Source extract:
Kudrin Signals Steep Spending Cuts

Finance Minister Alexei Kudrin signaled Tuesday that steep spending cuts are in the cards after the government failed to take advantage of the heady days of high oil prices in the 2000s.

The federal budget will have to be cut by as much as 20 percent in 2015, and real spending in 2020 will be equal to 2010 levels, Kudrin told a conference at the Higher School of Economics.

Kudrin's remarks, which came a month before the State Duma reviews the 2011 budget, highlight two choices that the government faces in its efforts to encourage economic growth: a risky increase in budget spending or an introduction of liberal reforms to attract private investment.

It would now seem that the government is leaning toward the second option, with Kudrin calling for major spending cuts and a change in the "psychology" of the government's involvement in the economy.

The past decade "can be called various names: the era of restoration, the Putin era, the era of improvement in the standard of living," Kudrin said.

But, he lamented, those years were not used to "create a new base for a new future economy."

"One can ask the question, why in a favorable economy, in comfortable conditions, did … we fail to carry out reform, primarily institutional reform," Kudrin said, naming the police and courts as two institutions that are working poorly.

Over the next 10 years, Russia will have to "change its psychology" because it cannot afford to expand the economy by filling it with money from the federal budget, he said.

"We will not be able to get funds in the same manner and hope to obtain results by extensive spending," he said. "Budgetary means will be severely limited."

Kudrin also said the government was not planning to allocate any additional funds for the banking system, and bank lending will go up by 5 percent to 10 percent this year. It is unlikely that the refinancing rate will go down any time soon because of inflation risks, he added.

Dataset extract:
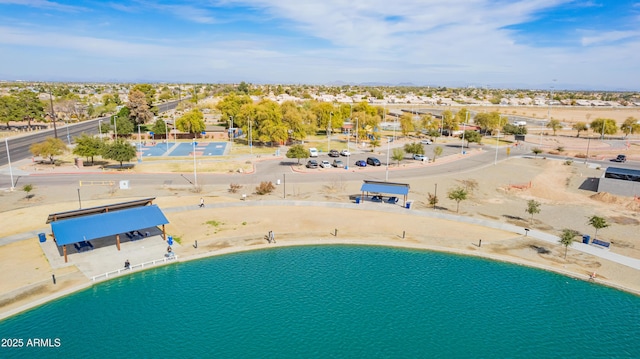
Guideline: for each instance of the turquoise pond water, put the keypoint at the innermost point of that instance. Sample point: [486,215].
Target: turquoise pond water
[335,302]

Required work: Set down the full article on Kudrin's spending-cut warning word for word, from its headline through its last sentence. The listing plays no part in this work.

Answer to the task:
Kudrin Signals Steep Spending Cuts

Finance Minister Alexei Kudrin signaled Tuesday that steep spending cuts are in the cards after the government failed to take advantage of the heady days of high oil prices in the 2000s.

The federal budget will have to be cut by as much as 20 percent in 2015, and real spending in 2020 will be equal to 2010 levels, Kudrin told a conference at the Higher School of Economics.

Kudrin's remarks, which came a month before the State Duma reviews the 2011 budget, highlight two choices that the government faces in its efforts to encourage economic growth: a risky increase in budget spending or an introduction of liberal reforms to attract private investment.

It would now seem that the government is leaning toward the second option, with Kudrin calling for major spending cuts and a change in the "psychology" of the government's involvement in the economy.

The past decade "can be called various names: the era of restoration, the Putin era, the era of improvement in the standard of living," Kudrin said.

But, he lamented, those years were not used to "create a new base for a new future economy."

"One can ask the question, why in a favorable economy, in comfortable conditions, did … we fail to carry out reform, primarily institutional reform," Kudrin said, naming the police and courts as two institutions that are working poorly.

Over the next 10 years, Russia will have to "change its psychology" because it cannot afford to expand the economy by filling it with money from the federal budget, he said.

"We will not be able to get funds in the same manner and hope to obtain results by extensive spending," he said. "Budgetary means will be severely limited."

Kudrin also said the government was not planning to allocate any additional funds for the banking system, and bank lending will go up by 5 percent to 10 percent this year. It is unlikely that the refinancing rate will go down any time soon because of inflation risks, he added.